After Amazon’s breakup with Long Island City, a life sciences center may be the rebound the neighborhood needs to get back on its feet.
With a void where Amazon was to build its more than four million s/f HQ2 campus with 25,000 jobs and $30 billion in tax revenue, the industry is wondering what Long Island City’s future will be.
According to James Sullivan, managing director and REIT analyst at BTIG, there’s a lot of possibility for a life sciences center.
“Long Island City clearly has an interesting future, assuming Amazon doesn’t renegotiate to go back in,” Sullivan said. “Long Island City will do fine over time as a center for life sciences.”
Sullivan pointed to a recent $75 million deal that Alexandria Real Estate Equities, a California-based REIT focused on the life sciences sector, closed at The Bindery building at 30-02 48th Avenue in Long Island City.
The owner of the Alexandria Center for Life Science on Manhattan’s East Side also purchased Pfizer’s headquarters at 219 East 42nd Street for $360 million. “Alexandria going there is an affirmation that this makes sense,” Sullivan said about LIC. “Their deciding to go to Long Island City is a vote of confidence in the potential growth of life sciences in Long Island City.”
Lee & Associate’s principal Kenneth Salzman said growth of the life sciences sector in LIC was the initial plan before Amazon came on the scene.
“The New York community is certainly disappointed in Amazon’s decision, however it doesn’t change the fundamentals about why LIC is fantastic,” Salzman said.

▶ **Available data**:
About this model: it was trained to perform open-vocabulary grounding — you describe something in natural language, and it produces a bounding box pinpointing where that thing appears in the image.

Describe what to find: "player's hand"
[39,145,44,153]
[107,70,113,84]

▶ **Exercise set**:
- A) In the Long Island City article, what price did Alexandria pay for Pfizer's headquarters at 219 East 42nd Street?
- B) Please carry on with the Long Island City article, starting right after its final sentence.
The lines were drawn from a separate source.

▶ **Outputs for the tasks**:
- A) $360 million.

- B)
“Both the life sciences community and the biotech industry as well as other businesses will fill the void over time that Amazon is walking away from.”
In comparing a life sciences hub to HQ2, Salzman said that the life sciences industry would take a while to develop and establish deep roots to hit Amazon-like numbers, but it would provide a lot of growth for LIC.
Besides Alexandria’s investment, King Street properties, a biotech property owner based in Boston, has teamed up with GFP Real Estate to build a $240 million biotech center in LIC.
The city is trying to push its life sciences industry with LifeSci NYC, a 10-year, $500 million investment to boost the presence here.
The Long Island City Partnership released a feasibility study last October, claiming that “LIC provides the city’s greatest opportunity to fulfill NYC’s life sciences space needs.”
The report added that developing 1.5 million s/f of life science facilities in LIC by 2028 would generate more than 5,500 short-term jobs, nearly 15,000 permanent jobs and more than $7 billion in annual citywide economic output.
“I have been reminding people, even when we thought Amazon was coming, that life sciences would’ve been an enormous story,” Elizabeth Lusskin, LICP’s president said.
“All those core characteristics that made it attractive for life sciences are still there and nothing’s changed on our front.”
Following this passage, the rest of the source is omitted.